● **The input**
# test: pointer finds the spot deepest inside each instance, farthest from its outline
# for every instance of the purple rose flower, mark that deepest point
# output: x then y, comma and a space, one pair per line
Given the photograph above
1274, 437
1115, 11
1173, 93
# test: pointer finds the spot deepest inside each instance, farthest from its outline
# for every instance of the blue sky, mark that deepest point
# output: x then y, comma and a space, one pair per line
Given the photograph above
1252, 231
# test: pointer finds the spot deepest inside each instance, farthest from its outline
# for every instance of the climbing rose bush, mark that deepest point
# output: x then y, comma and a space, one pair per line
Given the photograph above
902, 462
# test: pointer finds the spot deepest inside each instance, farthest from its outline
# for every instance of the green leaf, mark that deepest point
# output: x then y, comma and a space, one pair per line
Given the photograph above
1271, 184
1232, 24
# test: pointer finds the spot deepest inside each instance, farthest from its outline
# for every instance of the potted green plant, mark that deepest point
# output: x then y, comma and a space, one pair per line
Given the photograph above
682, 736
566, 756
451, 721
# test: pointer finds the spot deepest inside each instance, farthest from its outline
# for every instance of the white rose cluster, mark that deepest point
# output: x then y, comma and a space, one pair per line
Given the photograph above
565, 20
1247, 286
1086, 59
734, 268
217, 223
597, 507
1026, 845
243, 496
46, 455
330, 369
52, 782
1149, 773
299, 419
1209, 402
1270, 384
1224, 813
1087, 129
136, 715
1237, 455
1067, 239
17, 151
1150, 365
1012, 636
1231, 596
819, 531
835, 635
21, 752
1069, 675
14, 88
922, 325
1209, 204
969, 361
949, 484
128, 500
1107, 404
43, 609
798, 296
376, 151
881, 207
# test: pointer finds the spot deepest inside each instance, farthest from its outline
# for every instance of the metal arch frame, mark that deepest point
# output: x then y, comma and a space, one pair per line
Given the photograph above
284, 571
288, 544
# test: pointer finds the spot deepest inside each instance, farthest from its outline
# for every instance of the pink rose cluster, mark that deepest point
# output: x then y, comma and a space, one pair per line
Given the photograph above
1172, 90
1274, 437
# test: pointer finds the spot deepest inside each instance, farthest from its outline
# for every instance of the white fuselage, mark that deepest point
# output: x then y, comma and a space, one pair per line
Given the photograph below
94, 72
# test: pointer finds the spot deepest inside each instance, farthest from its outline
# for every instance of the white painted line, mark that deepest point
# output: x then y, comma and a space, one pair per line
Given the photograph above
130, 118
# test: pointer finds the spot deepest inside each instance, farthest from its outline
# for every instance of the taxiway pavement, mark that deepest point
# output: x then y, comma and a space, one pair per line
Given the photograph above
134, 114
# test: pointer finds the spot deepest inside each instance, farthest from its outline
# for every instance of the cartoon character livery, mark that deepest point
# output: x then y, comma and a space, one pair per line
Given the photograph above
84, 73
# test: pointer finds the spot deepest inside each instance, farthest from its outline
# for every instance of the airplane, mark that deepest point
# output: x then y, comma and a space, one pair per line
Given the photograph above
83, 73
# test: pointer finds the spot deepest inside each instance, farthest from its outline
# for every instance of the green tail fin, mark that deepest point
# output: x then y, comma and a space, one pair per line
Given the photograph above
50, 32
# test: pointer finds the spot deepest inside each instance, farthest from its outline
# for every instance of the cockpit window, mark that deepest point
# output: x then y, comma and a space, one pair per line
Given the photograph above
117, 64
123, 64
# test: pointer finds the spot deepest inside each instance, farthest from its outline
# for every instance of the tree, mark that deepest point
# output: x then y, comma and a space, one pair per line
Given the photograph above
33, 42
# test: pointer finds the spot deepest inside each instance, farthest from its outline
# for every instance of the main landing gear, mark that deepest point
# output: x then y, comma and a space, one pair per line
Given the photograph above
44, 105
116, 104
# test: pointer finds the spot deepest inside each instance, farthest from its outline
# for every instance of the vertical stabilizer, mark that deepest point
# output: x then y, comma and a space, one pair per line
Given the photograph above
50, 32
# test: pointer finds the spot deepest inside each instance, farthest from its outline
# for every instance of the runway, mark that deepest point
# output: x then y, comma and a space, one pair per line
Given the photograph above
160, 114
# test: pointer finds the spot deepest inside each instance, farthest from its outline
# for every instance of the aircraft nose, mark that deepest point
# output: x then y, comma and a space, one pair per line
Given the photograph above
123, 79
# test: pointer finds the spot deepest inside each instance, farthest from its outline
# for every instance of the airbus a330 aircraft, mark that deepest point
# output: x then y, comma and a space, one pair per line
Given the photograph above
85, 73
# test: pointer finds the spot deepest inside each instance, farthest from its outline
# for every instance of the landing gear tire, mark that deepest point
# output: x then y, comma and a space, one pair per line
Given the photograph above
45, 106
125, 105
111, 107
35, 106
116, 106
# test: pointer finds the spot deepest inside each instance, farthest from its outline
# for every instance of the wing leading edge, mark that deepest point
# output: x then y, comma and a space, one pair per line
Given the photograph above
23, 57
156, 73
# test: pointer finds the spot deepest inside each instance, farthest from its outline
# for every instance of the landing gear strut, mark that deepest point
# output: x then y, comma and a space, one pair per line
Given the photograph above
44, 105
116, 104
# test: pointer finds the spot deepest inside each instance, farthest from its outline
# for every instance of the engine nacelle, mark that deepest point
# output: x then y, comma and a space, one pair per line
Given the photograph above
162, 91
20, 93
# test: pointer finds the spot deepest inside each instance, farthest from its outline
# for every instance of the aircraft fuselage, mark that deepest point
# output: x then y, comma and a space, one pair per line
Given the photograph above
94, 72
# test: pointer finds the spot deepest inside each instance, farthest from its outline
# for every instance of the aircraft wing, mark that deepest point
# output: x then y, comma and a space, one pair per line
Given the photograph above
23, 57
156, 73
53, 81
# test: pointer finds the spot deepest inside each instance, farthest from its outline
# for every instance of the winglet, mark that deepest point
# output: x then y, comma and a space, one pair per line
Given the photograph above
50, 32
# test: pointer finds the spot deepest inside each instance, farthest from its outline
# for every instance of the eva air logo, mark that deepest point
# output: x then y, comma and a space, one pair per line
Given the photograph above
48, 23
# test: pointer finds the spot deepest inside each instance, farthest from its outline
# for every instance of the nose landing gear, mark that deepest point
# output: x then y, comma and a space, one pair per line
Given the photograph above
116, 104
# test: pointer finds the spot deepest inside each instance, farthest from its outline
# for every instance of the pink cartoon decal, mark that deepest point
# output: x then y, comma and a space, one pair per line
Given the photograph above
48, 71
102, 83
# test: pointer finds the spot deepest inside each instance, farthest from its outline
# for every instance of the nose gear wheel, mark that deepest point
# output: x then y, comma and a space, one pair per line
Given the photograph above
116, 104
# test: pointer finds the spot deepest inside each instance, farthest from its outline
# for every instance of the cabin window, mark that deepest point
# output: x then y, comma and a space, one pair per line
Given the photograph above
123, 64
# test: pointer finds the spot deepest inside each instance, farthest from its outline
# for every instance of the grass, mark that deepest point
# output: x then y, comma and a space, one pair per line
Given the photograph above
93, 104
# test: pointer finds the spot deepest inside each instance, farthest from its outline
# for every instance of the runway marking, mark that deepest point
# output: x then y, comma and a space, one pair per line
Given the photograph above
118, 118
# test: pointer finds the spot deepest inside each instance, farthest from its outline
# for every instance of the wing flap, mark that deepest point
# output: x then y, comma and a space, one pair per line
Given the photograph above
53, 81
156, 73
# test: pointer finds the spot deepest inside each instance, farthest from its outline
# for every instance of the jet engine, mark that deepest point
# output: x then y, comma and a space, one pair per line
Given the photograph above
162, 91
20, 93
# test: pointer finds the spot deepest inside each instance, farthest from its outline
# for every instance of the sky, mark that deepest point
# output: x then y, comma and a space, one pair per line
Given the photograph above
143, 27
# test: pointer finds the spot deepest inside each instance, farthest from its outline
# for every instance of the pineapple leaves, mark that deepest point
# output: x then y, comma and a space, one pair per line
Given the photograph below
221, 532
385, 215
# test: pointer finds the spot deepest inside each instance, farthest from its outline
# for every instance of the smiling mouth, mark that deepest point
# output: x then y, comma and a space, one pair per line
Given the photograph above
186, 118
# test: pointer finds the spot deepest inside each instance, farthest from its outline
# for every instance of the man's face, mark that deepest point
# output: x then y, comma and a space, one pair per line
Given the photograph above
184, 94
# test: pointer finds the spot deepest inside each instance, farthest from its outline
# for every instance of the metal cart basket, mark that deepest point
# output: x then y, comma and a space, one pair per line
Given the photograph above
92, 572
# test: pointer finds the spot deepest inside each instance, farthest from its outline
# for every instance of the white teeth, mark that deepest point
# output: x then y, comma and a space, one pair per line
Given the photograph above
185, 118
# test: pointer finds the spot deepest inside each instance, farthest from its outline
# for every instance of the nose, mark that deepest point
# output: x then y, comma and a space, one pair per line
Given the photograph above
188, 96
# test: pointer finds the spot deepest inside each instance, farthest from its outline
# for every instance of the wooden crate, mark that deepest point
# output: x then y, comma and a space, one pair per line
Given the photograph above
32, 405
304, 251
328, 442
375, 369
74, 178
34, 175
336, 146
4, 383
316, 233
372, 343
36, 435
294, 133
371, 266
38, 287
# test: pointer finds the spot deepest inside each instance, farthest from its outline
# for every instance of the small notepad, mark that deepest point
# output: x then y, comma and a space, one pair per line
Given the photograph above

● **What to work on**
For the word "pink", show every line of the entries that holds it.

● **Problem solution**
# for every instance of the pink rose cluster, mark that deepest point
# for every instance of the pink cartoon decal, mark that deepest point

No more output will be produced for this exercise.